* _Supplied records_
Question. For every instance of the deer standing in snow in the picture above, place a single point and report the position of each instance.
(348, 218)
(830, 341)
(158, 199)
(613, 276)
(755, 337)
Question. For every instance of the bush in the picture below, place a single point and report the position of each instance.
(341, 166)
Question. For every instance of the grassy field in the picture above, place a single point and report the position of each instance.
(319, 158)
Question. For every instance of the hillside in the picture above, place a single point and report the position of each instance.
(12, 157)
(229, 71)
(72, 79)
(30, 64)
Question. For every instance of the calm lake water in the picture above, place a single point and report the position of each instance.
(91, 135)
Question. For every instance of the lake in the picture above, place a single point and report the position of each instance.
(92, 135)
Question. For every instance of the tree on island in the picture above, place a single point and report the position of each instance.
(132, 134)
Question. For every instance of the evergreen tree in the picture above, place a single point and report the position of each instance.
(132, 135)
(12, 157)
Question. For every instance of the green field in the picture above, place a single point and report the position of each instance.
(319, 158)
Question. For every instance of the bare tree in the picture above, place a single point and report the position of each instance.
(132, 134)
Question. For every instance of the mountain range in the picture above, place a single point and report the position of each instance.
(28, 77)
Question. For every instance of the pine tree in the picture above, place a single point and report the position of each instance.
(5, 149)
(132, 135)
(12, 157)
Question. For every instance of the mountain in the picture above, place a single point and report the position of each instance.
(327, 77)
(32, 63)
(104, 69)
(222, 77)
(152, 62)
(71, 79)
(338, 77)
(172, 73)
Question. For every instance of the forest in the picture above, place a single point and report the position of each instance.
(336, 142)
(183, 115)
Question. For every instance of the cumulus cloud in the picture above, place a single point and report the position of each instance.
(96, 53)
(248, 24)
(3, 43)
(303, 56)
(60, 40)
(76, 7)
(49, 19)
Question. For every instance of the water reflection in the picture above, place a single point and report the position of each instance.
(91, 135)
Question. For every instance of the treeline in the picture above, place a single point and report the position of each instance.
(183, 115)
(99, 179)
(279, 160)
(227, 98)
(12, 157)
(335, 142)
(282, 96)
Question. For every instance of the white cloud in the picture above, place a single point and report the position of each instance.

* _To be done_
Write out all of the material above, line for line, without changing a word.

* _Full answer_
Question. For every instance of the deer standing in snow in the picture above, place a single point and report the position of each instance.
(348, 218)
(830, 341)
(158, 199)
(613, 276)
(755, 337)
Question. For every instance of the bush in the picture below, place a single point and report the position of each instance.
(341, 166)
Question. For every instance of the grassy field in the picture above, place a single point and report the position of each instance.
(319, 158)
Question. For every instance of the hillside in the picture above, place a single point and report the position of each instance.
(12, 157)
(229, 71)
(72, 79)
(30, 64)
Question. For every instance of the calm lake water in the picture above, place a single point and report the position of each instance.
(91, 135)
Question. For every instance of the lake in the picture above, place a single point and report the position of each instance.
(92, 135)
Question. For every instance of the tree on island in the picture above, place a single point and report the position of each instance.
(132, 134)
Question. For every instance of the evergreen tree in the picture above, place a single point and report the position of each instance.
(132, 135)
(12, 157)
Question. For every instance of the green field in the picture above, place a single point and report the position of each instance.
(319, 158)
Question. For every instance of the bare tree in the picture above, place a single point and report the position of each instance.
(132, 134)
Question. For every instance of the mountain range in the picture above, place a single point and report the position of each instance.
(28, 77)
Question. For every instance of the pine tree in the picture above, place a single point and report the position of each instance.
(5, 149)
(132, 135)
(12, 157)
Question. For every instance of the mountain in the picture above, place a single point and report the position of each instance.
(327, 77)
(32, 63)
(104, 69)
(222, 77)
(152, 62)
(71, 79)
(338, 77)
(172, 73)
Question. For every instance of the forest in the picture above, place a single point and report the position of each instance.
(336, 142)
(183, 115)
Question. For every instance of the cumulus cloud in the picture above, place a single point and report the position of each instance.
(96, 53)
(248, 24)
(3, 43)
(303, 56)
(60, 40)
(76, 7)
(49, 19)
Question. For every instance of the water reflection in the picture above, place a single point and report the position of each instance.
(91, 135)
Question. For every instance of the treeline in the picture above, place a single point and report the position of each instance.
(183, 115)
(99, 179)
(279, 160)
(227, 98)
(12, 157)
(335, 142)
(282, 96)
Question. For every instance of the white cloud in the picture above, place a single point and report the position of each instance.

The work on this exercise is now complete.